## GIVEN EXERCISE
Return every line of the lines below that contains the word "panel", copying each one in full.

Start SOURCE DATA

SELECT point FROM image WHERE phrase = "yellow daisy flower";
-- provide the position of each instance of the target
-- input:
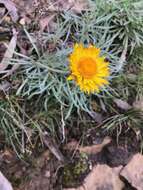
(88, 68)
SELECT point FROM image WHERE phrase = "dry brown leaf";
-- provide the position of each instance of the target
(93, 149)
(102, 177)
(4, 183)
(133, 172)
(122, 104)
(75, 5)
(11, 9)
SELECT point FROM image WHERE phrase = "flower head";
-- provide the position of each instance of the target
(89, 70)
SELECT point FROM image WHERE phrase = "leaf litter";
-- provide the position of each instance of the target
(100, 176)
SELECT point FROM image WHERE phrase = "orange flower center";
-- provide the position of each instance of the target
(87, 67)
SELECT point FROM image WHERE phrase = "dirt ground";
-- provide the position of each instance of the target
(62, 166)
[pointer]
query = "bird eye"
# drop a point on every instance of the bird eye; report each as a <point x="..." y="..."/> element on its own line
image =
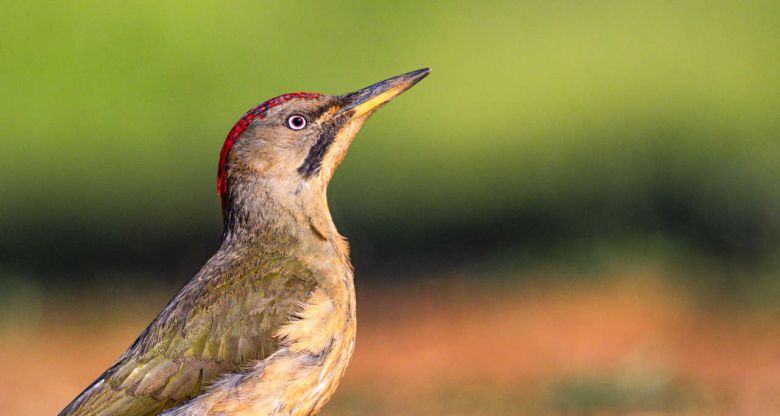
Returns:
<point x="296" y="122"/>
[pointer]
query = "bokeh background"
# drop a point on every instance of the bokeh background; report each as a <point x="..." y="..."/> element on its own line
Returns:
<point x="578" y="212"/>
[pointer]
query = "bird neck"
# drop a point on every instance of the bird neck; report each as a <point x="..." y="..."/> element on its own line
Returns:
<point x="279" y="213"/>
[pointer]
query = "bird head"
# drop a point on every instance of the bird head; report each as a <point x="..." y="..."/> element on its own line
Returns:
<point x="292" y="144"/>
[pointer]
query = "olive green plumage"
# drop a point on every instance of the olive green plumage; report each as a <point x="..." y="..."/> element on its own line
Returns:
<point x="224" y="319"/>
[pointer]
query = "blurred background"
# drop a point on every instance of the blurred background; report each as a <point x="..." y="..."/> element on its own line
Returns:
<point x="578" y="212"/>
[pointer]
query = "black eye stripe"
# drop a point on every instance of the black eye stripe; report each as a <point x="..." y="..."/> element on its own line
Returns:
<point x="317" y="152"/>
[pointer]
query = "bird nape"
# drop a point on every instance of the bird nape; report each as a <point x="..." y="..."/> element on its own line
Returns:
<point x="267" y="326"/>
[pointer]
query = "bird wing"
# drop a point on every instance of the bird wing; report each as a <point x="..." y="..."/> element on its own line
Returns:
<point x="220" y="322"/>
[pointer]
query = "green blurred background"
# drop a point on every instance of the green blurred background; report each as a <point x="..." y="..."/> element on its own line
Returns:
<point x="564" y="136"/>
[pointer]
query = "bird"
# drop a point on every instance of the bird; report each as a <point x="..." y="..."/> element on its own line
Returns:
<point x="268" y="324"/>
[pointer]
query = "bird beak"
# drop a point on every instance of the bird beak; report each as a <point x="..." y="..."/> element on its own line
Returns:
<point x="364" y="102"/>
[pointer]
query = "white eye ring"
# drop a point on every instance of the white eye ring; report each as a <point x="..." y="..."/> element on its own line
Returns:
<point x="296" y="122"/>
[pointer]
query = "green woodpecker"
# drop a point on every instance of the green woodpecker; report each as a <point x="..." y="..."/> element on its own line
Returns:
<point x="267" y="326"/>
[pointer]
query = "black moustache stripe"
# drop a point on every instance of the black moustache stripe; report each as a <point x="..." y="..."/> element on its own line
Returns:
<point x="313" y="161"/>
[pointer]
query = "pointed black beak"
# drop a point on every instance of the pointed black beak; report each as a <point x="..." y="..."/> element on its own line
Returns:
<point x="364" y="102"/>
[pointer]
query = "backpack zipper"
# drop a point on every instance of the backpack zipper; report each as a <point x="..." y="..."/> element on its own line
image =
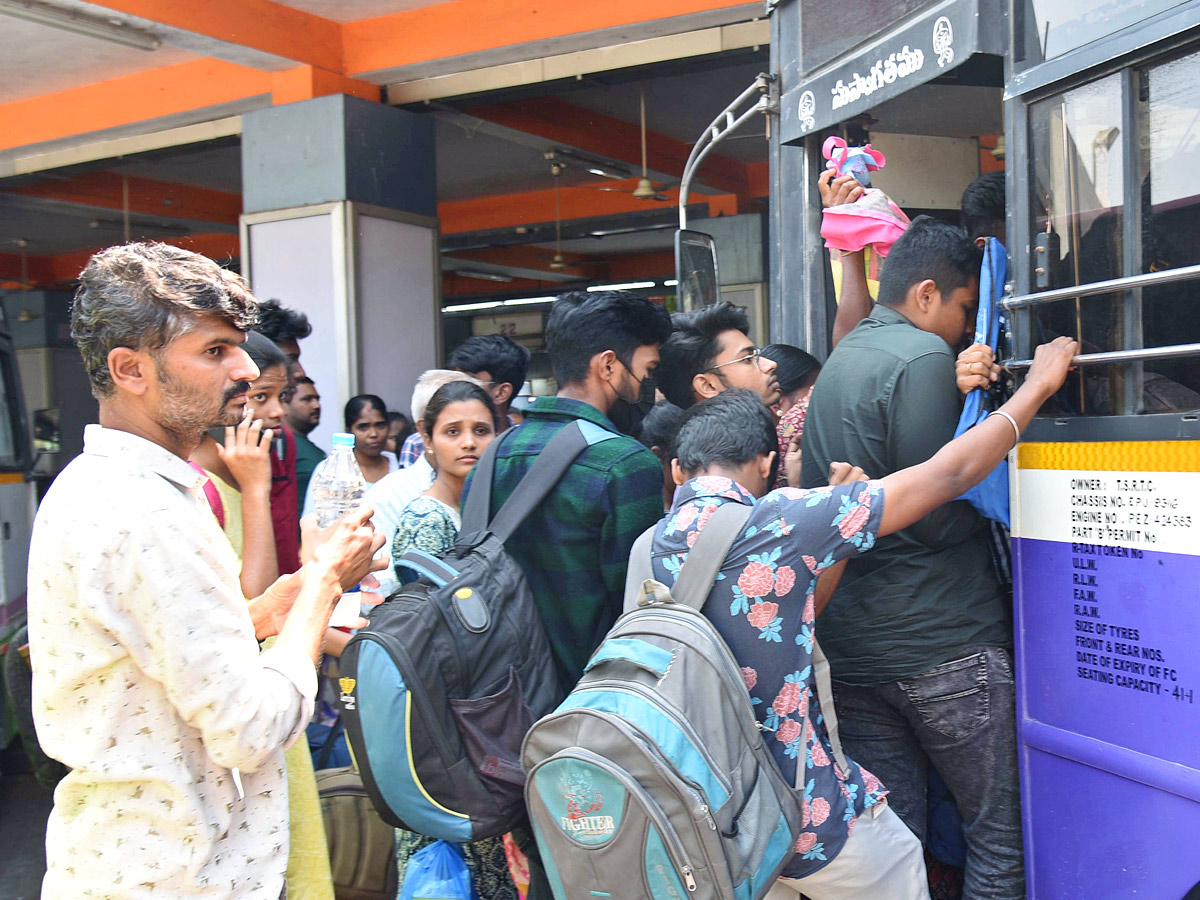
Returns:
<point x="432" y="724"/>
<point x="670" y="838"/>
<point x="671" y="713"/>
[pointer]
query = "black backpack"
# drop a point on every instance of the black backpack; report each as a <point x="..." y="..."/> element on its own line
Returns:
<point x="439" y="690"/>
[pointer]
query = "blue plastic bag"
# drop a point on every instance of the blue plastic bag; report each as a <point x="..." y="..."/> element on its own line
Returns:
<point x="437" y="873"/>
<point x="990" y="496"/>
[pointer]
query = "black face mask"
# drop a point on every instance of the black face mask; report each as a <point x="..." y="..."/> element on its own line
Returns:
<point x="628" y="417"/>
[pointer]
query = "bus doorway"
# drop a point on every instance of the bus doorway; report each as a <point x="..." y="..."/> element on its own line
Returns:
<point x="1105" y="210"/>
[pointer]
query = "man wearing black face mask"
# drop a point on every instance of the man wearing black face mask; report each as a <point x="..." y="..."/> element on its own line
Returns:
<point x="574" y="549"/>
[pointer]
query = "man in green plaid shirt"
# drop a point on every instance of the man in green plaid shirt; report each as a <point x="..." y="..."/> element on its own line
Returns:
<point x="574" y="549"/>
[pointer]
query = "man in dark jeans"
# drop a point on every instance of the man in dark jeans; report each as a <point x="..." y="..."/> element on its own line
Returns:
<point x="919" y="633"/>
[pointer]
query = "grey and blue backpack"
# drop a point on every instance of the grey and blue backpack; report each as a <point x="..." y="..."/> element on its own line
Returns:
<point x="438" y="691"/>
<point x="652" y="779"/>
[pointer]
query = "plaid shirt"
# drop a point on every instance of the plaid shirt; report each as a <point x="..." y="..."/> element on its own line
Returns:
<point x="574" y="549"/>
<point x="412" y="450"/>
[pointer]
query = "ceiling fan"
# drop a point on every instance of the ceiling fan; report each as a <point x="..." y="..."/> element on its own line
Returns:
<point x="646" y="189"/>
<point x="558" y="261"/>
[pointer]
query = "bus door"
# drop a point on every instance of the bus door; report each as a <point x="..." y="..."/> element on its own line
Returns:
<point x="1104" y="219"/>
<point x="17" y="491"/>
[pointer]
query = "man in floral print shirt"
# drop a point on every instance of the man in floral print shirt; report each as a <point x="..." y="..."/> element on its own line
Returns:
<point x="763" y="605"/>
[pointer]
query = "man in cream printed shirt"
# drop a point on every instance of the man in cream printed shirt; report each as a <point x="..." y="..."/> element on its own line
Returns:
<point x="148" y="678"/>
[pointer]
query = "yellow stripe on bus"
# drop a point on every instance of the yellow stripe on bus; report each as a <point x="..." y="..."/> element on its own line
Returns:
<point x="1113" y="456"/>
<point x="412" y="766"/>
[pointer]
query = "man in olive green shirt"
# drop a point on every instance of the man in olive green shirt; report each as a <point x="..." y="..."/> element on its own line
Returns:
<point x="304" y="415"/>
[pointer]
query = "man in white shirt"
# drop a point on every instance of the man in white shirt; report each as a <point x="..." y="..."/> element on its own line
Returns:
<point x="148" y="678"/>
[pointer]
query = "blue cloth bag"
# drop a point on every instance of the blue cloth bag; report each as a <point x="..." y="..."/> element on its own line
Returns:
<point x="437" y="873"/>
<point x="990" y="496"/>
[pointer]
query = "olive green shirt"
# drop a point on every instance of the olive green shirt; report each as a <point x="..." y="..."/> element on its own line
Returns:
<point x="886" y="400"/>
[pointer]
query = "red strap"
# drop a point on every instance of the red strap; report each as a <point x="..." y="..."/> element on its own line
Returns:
<point x="210" y="493"/>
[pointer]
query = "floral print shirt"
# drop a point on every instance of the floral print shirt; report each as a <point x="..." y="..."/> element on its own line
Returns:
<point x="790" y="425"/>
<point x="762" y="605"/>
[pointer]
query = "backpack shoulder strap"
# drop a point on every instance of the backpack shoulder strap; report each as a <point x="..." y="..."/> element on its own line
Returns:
<point x="546" y="472"/>
<point x="707" y="555"/>
<point x="640" y="569"/>
<point x="479" y="498"/>
<point x="211" y="495"/>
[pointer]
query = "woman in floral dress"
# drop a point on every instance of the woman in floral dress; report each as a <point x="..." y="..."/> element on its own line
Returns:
<point x="797" y="372"/>
<point x="460" y="423"/>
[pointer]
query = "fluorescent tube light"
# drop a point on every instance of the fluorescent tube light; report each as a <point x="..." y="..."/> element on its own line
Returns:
<point x="628" y="286"/>
<point x="81" y="24"/>
<point x="483" y="276"/>
<point x="588" y="163"/>
<point x="468" y="307"/>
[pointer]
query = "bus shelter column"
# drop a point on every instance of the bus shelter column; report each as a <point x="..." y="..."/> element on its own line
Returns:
<point x="341" y="223"/>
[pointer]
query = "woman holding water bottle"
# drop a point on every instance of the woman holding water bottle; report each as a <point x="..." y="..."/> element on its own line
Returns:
<point x="460" y="423"/>
<point x="366" y="420"/>
<point x="239" y="492"/>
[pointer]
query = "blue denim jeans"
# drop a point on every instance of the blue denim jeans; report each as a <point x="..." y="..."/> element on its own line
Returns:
<point x="960" y="718"/>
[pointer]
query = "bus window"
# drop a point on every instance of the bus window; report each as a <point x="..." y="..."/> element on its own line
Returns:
<point x="1168" y="109"/>
<point x="10" y="455"/>
<point x="1092" y="226"/>
<point x="1079" y="183"/>
<point x="1045" y="29"/>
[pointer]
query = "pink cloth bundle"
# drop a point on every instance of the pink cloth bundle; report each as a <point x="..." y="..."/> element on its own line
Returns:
<point x="857" y="161"/>
<point x="873" y="220"/>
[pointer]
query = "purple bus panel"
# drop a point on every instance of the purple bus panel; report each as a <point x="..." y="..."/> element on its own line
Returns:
<point x="1108" y="664"/>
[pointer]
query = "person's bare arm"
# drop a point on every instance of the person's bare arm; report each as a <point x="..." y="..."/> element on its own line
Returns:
<point x="855" y="298"/>
<point x="827" y="582"/>
<point x="335" y="641"/>
<point x="976" y="367"/>
<point x="246" y="454"/>
<point x="298" y="606"/>
<point x="917" y="491"/>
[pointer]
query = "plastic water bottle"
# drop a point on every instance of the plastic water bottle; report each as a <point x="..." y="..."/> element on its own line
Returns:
<point x="339" y="484"/>
<point x="337" y="489"/>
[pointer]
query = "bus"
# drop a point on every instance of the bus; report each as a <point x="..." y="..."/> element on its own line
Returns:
<point x="18" y="502"/>
<point x="1092" y="111"/>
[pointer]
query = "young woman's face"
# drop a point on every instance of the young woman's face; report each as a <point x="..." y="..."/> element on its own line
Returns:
<point x="370" y="431"/>
<point x="461" y="433"/>
<point x="268" y="395"/>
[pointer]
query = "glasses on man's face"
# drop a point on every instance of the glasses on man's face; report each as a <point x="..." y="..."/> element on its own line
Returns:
<point x="754" y="357"/>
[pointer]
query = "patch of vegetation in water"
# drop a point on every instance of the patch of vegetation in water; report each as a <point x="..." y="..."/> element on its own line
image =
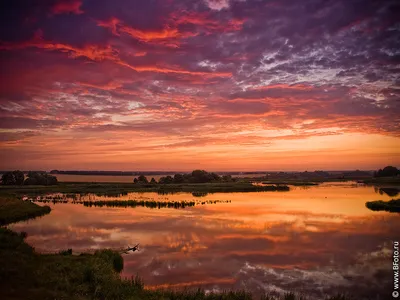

End SOURCE DATA

## SOLUTION TO THIS PROBLEM
query = "purple bus panel"
# drop a point on every instance of the purple bus panel; report each as a <point x="..." y="..."/> element on its own line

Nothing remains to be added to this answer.